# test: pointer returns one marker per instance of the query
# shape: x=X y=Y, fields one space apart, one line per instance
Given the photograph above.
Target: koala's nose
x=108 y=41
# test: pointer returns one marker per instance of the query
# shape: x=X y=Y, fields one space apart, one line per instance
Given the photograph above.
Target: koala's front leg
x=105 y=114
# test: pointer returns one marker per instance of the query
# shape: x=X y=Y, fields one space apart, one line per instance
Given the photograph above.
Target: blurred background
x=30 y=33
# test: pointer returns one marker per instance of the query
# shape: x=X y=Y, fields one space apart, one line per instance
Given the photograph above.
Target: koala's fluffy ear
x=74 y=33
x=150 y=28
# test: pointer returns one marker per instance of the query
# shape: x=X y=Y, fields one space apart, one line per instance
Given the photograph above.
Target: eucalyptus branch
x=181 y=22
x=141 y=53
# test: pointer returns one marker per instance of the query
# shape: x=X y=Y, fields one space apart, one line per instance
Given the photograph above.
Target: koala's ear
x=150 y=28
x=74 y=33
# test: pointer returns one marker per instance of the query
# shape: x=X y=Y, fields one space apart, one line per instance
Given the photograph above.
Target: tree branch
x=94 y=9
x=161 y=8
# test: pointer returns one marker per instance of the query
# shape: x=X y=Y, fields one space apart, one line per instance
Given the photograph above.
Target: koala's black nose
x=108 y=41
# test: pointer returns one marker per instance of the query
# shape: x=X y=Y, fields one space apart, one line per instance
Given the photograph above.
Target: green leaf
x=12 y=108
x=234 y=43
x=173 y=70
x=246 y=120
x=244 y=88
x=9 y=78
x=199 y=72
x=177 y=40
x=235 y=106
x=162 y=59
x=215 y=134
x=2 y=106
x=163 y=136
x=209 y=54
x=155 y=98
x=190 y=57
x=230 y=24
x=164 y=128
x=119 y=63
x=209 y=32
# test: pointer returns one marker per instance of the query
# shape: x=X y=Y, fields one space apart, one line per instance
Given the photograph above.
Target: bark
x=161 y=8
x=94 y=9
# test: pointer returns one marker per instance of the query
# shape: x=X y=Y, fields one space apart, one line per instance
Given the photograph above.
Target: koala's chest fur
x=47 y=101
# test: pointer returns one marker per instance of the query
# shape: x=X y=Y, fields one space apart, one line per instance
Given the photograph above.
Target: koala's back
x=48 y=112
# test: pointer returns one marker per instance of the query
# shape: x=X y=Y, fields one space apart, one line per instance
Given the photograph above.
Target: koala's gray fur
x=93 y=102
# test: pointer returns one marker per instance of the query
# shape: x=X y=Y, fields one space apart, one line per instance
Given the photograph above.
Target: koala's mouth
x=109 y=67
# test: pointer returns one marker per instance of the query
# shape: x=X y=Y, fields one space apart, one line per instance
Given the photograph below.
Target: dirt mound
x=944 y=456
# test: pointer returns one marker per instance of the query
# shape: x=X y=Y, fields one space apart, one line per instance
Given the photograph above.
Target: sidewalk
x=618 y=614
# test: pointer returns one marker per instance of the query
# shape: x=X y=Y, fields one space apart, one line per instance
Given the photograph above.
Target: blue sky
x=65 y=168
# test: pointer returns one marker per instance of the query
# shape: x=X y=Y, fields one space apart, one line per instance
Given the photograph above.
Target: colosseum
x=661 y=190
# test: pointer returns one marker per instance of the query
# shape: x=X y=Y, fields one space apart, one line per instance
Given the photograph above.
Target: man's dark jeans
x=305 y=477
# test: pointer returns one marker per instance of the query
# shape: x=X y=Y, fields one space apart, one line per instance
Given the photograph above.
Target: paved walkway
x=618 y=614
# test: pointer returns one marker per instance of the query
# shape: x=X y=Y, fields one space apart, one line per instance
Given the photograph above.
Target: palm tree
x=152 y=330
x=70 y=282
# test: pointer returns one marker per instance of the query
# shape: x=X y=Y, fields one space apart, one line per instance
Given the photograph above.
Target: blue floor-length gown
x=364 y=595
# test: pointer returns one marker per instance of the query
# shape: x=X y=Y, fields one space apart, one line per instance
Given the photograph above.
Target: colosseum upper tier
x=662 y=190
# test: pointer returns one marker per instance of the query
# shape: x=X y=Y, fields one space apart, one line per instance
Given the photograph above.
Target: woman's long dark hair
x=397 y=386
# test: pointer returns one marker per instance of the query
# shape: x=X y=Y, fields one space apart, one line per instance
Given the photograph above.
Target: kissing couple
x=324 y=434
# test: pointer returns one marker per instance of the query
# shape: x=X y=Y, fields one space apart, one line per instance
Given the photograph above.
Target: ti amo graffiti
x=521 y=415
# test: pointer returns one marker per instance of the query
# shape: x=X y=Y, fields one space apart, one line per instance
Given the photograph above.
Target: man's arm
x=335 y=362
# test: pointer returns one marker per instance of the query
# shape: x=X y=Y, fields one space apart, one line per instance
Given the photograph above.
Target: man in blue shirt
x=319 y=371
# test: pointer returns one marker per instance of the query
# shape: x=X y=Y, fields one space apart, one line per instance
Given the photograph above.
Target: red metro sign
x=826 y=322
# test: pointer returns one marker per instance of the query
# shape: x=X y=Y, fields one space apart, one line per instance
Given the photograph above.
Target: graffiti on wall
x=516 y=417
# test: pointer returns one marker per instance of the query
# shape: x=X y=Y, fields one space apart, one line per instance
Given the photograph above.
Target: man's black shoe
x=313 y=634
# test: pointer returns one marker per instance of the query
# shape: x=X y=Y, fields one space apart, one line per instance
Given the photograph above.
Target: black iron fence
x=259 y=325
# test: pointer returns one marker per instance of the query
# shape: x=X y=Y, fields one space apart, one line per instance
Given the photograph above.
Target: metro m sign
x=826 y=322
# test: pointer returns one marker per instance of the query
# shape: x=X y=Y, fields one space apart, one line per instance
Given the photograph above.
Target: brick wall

* * *

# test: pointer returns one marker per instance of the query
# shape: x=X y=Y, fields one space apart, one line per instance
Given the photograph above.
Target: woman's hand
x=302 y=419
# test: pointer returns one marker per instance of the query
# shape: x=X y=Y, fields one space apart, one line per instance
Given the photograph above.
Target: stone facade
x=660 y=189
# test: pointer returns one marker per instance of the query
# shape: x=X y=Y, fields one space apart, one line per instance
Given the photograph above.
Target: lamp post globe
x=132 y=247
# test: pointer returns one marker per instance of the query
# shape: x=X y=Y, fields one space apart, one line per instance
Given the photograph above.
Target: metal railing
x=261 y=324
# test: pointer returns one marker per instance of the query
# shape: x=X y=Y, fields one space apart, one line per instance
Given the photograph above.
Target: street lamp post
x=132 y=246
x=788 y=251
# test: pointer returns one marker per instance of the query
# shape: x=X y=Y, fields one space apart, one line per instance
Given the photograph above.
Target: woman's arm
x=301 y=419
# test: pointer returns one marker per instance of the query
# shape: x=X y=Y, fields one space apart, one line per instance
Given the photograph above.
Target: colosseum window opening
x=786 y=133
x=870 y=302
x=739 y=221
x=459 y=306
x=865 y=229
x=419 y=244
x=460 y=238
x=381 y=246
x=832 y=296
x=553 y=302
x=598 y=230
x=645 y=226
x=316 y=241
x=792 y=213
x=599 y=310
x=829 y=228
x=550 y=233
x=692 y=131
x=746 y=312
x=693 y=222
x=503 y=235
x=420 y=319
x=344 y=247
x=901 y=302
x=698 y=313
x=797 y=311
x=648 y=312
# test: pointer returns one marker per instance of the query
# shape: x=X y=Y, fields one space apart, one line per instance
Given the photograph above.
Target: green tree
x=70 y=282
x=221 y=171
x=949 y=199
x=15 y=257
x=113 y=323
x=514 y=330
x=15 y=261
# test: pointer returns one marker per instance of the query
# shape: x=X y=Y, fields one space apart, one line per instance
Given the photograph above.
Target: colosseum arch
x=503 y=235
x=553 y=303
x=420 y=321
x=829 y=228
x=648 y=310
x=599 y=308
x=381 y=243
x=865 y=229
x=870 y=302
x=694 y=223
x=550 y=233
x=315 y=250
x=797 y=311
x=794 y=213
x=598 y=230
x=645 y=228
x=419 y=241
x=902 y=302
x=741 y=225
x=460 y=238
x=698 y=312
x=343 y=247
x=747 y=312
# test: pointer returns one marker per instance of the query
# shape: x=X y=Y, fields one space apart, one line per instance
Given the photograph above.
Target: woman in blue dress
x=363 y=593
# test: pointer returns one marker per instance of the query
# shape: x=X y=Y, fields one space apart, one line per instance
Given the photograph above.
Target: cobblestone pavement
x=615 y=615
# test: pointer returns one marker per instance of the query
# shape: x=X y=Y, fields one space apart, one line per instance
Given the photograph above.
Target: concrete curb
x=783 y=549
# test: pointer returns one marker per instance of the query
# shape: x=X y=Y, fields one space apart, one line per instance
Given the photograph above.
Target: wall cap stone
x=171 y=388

--

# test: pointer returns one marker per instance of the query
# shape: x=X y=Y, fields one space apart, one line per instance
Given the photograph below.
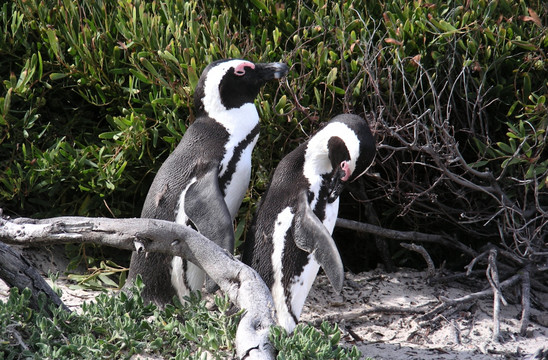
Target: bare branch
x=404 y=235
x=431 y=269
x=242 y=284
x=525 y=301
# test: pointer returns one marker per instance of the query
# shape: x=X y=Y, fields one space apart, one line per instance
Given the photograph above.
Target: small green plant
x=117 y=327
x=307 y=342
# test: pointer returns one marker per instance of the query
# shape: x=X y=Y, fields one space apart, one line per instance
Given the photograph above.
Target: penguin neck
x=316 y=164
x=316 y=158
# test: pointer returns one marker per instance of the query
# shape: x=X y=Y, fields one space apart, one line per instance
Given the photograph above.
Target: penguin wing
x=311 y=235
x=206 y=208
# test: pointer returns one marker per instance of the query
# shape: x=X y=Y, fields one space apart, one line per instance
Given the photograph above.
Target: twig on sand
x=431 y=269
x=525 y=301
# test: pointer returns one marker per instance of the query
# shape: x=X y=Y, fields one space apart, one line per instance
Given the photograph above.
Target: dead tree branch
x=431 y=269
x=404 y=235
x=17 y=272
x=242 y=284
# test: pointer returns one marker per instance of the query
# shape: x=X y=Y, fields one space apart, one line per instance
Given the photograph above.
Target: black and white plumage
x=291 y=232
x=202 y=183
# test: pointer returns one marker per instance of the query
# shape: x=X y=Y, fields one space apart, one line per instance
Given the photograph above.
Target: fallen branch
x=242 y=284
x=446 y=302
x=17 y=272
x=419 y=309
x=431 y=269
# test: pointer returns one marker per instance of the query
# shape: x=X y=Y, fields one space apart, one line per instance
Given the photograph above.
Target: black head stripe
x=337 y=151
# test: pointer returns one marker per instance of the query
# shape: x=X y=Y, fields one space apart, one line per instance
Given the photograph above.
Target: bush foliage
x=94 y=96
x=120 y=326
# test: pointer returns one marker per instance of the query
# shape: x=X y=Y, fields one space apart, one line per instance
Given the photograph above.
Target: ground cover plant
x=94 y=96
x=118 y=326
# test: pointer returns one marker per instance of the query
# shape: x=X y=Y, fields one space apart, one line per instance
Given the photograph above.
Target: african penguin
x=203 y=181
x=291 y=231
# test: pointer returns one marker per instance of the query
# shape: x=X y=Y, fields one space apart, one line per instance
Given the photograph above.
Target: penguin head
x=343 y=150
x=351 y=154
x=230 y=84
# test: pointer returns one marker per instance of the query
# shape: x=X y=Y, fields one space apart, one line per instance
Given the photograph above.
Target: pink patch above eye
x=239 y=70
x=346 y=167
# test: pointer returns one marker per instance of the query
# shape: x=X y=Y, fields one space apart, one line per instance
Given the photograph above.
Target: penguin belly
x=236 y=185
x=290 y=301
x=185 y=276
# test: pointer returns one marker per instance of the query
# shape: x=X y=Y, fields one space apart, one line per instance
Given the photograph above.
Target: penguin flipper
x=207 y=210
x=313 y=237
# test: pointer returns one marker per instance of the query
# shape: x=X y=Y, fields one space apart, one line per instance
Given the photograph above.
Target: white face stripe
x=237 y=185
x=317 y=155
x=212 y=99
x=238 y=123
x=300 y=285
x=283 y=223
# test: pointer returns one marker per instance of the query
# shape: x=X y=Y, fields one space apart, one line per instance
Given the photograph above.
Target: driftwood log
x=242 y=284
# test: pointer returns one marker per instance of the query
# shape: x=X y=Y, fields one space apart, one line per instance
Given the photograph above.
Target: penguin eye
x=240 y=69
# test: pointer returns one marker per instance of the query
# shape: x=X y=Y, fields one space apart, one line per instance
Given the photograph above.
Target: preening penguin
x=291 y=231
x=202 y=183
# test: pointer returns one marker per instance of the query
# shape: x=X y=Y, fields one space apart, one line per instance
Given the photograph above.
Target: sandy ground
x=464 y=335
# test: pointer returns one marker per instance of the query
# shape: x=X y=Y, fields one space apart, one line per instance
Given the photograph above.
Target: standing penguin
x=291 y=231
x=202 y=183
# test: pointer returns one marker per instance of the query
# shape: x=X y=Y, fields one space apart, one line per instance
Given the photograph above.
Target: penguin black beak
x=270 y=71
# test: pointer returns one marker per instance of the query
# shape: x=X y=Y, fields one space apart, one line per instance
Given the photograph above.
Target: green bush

> [Task instructions]: Please report every line of the records that contains the word "bush".

> [Problem solution]:
Target: bush foliage
Target: green bush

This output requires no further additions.